Document extract =>
=-=-=-=-=
But the accident arose because of this situation:

“Further, that in front of the car, as it-stood when the employee at the end of the day’s work approached it, was a three-foot drop in the ground, and about eight feet distant therefrom the wall of the factory building.

“That, failing to set the engine of his car in motion by means of the starter, the employee pulled up the emergency brake and proceeded to ‘crank’ the car; that the car rolled forward, took the drop, and pinned its man against the building, breaking his wrist.”

Thus it was the condition of the place where the accident occurred as conducted by and for which the employer was responsible which justified recovery.

The cases cited in 71 C. J., p. 716, sec. 445, include Burchett v. Anaconda Copper Min. Co., supra, and will be found with the exception of the authorities from Texas to have as a partial basis for the holding some such situation as above noted in Burchett v. Anaconda Copper Min. Co., supra.

Petroleum Casualty Co. v. Green, (Tex. Civ. App.) 11 S. W. (2d) 388, and Federal Surety Co. v. Ragle, (Tex. Com. App.) 40 S. W. (2d) 63, squarely support respondent and do so merely on the ground that the accident occurred on the premises of the employer.

These cases have been referred to by some twenty-five subsequent decisions of the various courts of Texas1 but have *48not been followed to the extent of the holding therein on the point involved herein but only in support of a liberal construction of the statute generally and were so cited by this court in Murdoch v. Humes & Swanstrom, 51 Ida. 459, 6 Pac. (2d) 472, wherein it was conceded the employee was killed when carrying on the master’s business.

The evidence being insufficient to show the injury occurred in the afternoon’s employment rather than at the time of the original puncture, and since at the time of the original puncture respondent was engaged in nothing relative to the furtherance of his employment and using no means or instrumentality- furnished by or under the control of the employer or in any way connected with his employment or the employer’s business which in the slightest degree contributed to or affected the accident, the board’s findings and conclusions denying compensation were correct.
=-=-=-=-=
(Saved entries)
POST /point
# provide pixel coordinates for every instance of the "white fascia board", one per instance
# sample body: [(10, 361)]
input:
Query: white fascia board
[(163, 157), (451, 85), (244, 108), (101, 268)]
=-=-=-=-=
Activities =>
- A) In the court opinion excerpt, what injury did the employee suffer when the car pinned him against the factory building?
- B) Reproduce the court opinion excerpt from "Thus it was" up to and including "of the employer.".
- C) Continue the court opinion excerpt from the point where it stops.

Answers for each item =>
- A) His wrist was broken.

- B)
Thus it was the condition of the place where the accident occurred as conducted by and for which the employer was responsible which justified recovery.

The cases cited in 71 C. J., p. 716, sec. 445, include Burchett v. Anaconda Copper Min. Co., supra, and will be found with the exception of the authorities from Texas to have as a partial basis for the holding some such situation as above noted in Burchett v. Anaconda Copper Min. Co., supra.

Petroleum Casualty Co. v. Green, (Tex. Civ. App.) 11 S. W. (2d) 388, and Federal Surety Co. v. Ragle, (Tex. Com. App.) 40 S. W. (2d) 63, squarely support respondent and do so merely on the ground that the accident occurred on the premises of the employer.

- C)
Judgment of the district court is therefore reversed and the case is remanded for the order of the board to be affirmed.

Costs awarded to appellants.

Ailshie, C. J., and Budge, Morgan and Holden, JJ., concur.

Maryland Casualty Co. v. Smith, (Tex. Civ. App.) 40 S. W. (2d) 913; United States Fidelity & Guaranty v. Cooper, (Tex. Civ. App.) 14 S. W. (2d) 342; Federal Surety Co. v. Ragle, (Tex. Civ. App.) 25 S. W. (2d) 898; Texas Employer’s Ins. Assn. v. Herron, (Tex. Civ. App.) 29 S. W. (2d) 524; Aetna Life Ins. Co. v. Matthews, (Tex. Civ. App.) 47 S. W. (2d) 667; Texas Indemnity Ins. Co. v. Clark, (Tex. Civ. *48App.) 50 S. W. (2d) 465; Texas Employers Ins. Assn. v. Boecker, (Tex. Civ. App.) 53 S. W. (2d) 327; Fidelity Union Casualty Co. v. Carey, (Tex. Civ. App.) 55 S. W. (2d) 795; Erwin v. Texas Employers’ Ins. Assn., (Tex. Civ. App.) 68 S. W (2d) 1076; Texas Employers’ Ins. Assn. v. Smith, (Tex. Civ. App.) 75 S. W. (2d) 732; Gallaher v. United States Fidelity & Guaranty Co., (Tex. Civ. App.) 77 S. W. (2d) 312; Lehers v. Federal Underwriters Exch., (Tex. Civ. App.) 79 S. W. (2d) 925; Viney v. Casualty Reciprocal Exch., (Tex. Civ. App.) 82 S. W. (2d) 1088; Traders’ & General Ins. Co. v. Nunley, (Tex. Civ. App.) 80 S. W. (2d) 383; Texas Employers’ Ins. Assn. v. Andrews, (Tex. Civ. App.) 83 S. W. (2d) 1059; Texas Employers’ Ins. Assn. v. Fritzmeier, (Tex. Civ. App.) 85 S. W. (2d) 1079; Red Arrow Freight Lines v. Gravis, (Tex. Civ. App.) 84 S. W. (2d) 540; Republic Underwriters v. Warf, (Tex. Civ. App.) 103 S. W. (2d) 871; Maryland Casualty Co. v. Wilson, (Tex. Civ. App.) 108 S. W. (2d) 260; Texas Indemnity Ins. Co. v. Williamson, (Tex. Civ. App.) 109 S. W. (2d) 322; Fritzmeier v. Texas Employers’ Ins. Co., (Tex. Com. App.) 114 S. W. (2d) 236; Texas Employers’ Ins. Assn. v. Cobb, (Tex. Civ. App.) 118 S. W. (2d) 375; Indemnity Ins. Co. of North America v. Sloan, 68 Fed. (2d) 222; Great American Indem. Co. v. Dominguez, 84 Fed. (2d) 179; Central Surety Ins. Corp. v. Howard, 47 Fed. (2d) 1049.